SOURCE DOCUMENT -
Why is cash no longer the king?
The phrase “Cash is King” is a reflection of the long-held belief in the superiority of cash over other modes of payment. Cash is a tangible payment option and has been the preferred mode of payment for traders and businessmen for a long time. However, cash exchange presents some difficulties in cross border transactions or while making large payments. Here are a few reasons why cash is losing the royal status that it enjoyed for so long:
Government restrictions
Cash is trusted by traditional buyers and sellers. To the payer and payee exchange of physical currency notes offers a transparent transaction however, cash exchange leaves no proof of transaction for future reference and hence is used for illicit activities like money laundering.
In 2016 Government of India declared a “war against Black Money” by banning the circulation of Rs500 and Rs1000 currency notes. Since then, the Govt has promoted digital payment and developed Unified Payment Interface (UPI) to allow seamless transaction across various service providers and financial institutions.
The Covid-19 pandemic forced central banks all around the world to adopt a bullish approach towards cashless payments. Digital methods enable contactless payments which was necessary to curb the spread of virus.
Hygienic contactless payment methods
The Covid-19 pandemic played a key factor in accelerating the growth of the Digital Payments industry. During pandemic lockdowns when brick and mortar stores have to remain closed, e-commerce became indispensable - along with it the need for online payments. With contactless options, people could do curb-side pickups, complete transactions without endangering health. Furthermore, even as the market slowly opened back up, businesses that adopted multiple contactless options were valued by their customers, for providing convenient, safe options, and for valuing their well-being.
Mobile money
Digital wallets are fast replacing cash. Credit Cards and Debit cards, invented almost half a century ago, eliminated the need to carry cash. However, the use of credit cards was restricted among the developed nations with higher per capita income. The advent of the new millennium saw the dawn of a new kind of technological advancement. Easy accessibility of the internet and smart devices is leading to another revolution in the payments industry. Services like PayPal, PayTM, M-Pesa are the leap forward in the payments industry.

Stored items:
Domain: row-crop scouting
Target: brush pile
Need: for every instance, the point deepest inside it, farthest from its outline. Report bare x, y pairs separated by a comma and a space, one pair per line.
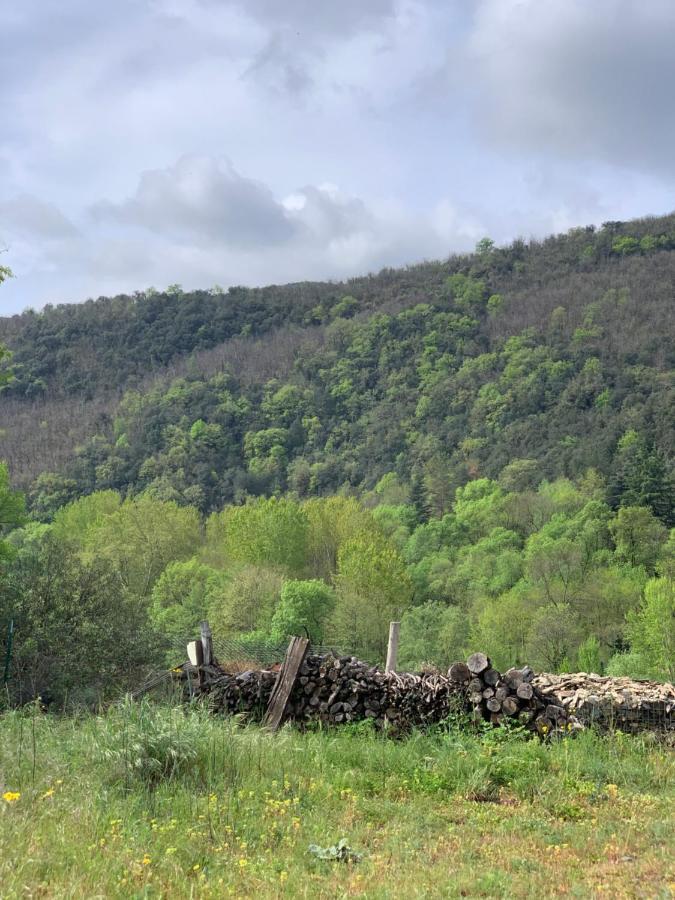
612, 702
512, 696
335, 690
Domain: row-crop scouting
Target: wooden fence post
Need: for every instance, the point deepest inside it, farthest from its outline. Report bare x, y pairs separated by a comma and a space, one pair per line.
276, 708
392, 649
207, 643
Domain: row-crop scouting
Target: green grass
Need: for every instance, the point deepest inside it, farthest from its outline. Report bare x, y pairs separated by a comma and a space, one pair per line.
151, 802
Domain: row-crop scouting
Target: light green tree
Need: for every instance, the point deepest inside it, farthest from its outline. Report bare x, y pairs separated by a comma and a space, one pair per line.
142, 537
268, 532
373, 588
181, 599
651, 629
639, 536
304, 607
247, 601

WHAT THIS EXERCISE ASKS -
a - Answer these questions using the article on why cash is no longer king:
(i) Which currency notes did the Government of India ban in 2016?
(ii) What system did the Government develop to allow seamless transactions across service providers and financial institutions?
(iii) Which services does the article name as the leap forward in the payments industry?
b - Carry on the article on why cash is no longer king from the point where it ends.
The records were taken from a different source than the text.

RESPONSES BY ITEM NUMBER -
a -
(i) Rs500 and Rs1000 notes
(ii) Unified Payment Interface (UPI)
(iii) PayPal, PayTM and M-Pesa

b -
According to a 2016 study, mobile money is particularly popular among low-income groups of African communities that make frequent small amount transactions which are not usually cost-effective for banks and credit card companies. Users in remote areas can also transfer money safely using mobile wallets. Shopkeepers, farmers, cab drivers and other daily service providers no longer need to carry cash or worry about returning exact change.

Banks ride the Digitization Train
High-speed data is now more affordable and easily accessible than ever. Banks leverage the Internet to create applications that enable a customer to do transactions through a website or mobile application from the comfort of their homes and offices. Senior citizens and differently-abled persons no longer need to stand in long lines to deposit money or encash cheques. Digital banking provides more inclusive ways of conducting business.
Cloud computing has made the sharing of hardware possible between different users without any hiccups in the end-user experience. This has brought down costs for financial firms while allowing higher scalability and performance. This benefit is transferred to the end-user in the form of low-cost, pay-per-use financial services.
Cross-border trade made simple
Digitization has accelerated globalization. It has revolutionized global trade and international transactions. Cross-border payments are often costly as it involves exchanging one currency for another and has to pass through separate national payments systems with different regulatory requirements.
New technologies allow small businesses to enter global trade avenues through collaborations and partnerships. New-age financial technology firms like Fable Payment Platform provide technology solutions to help businesses conduct smoother cross-border transactions.
Rise of Cryptocurrency
Cryptographic currency exchanges are carried out digitally without involving a bank or government. The rapid rise of cryptocurrencies is forcing governments and financial institutions to co-opt changes in their payment methods.
As of Feb 2022, more than 89 countries (representing over 90% of global GDP) are exploring a Central Bank Digital Currency (CBDC). The benefits of CBDC, according to International Monetary Fund, are that CBDCs are more cost-efficient than physical cash as they have lower transaction costs and that they can promote financial inclusion.
To know your country’s position in the CBDC development process, check out the CBDC Tracker.
Conclusion
The shift away from cash is both a consequence and a manifestation of other big changes afoot. The world of finance is on the verge of major disruption. In many small advanced economies, and in some developing economies, cash is playing a smaller role in retail transactions. Rapidly adopting new, inclusive ways of conducting transactions allows financial institutions to be part of this shift, leapfrog to the next generation of the financial landscape.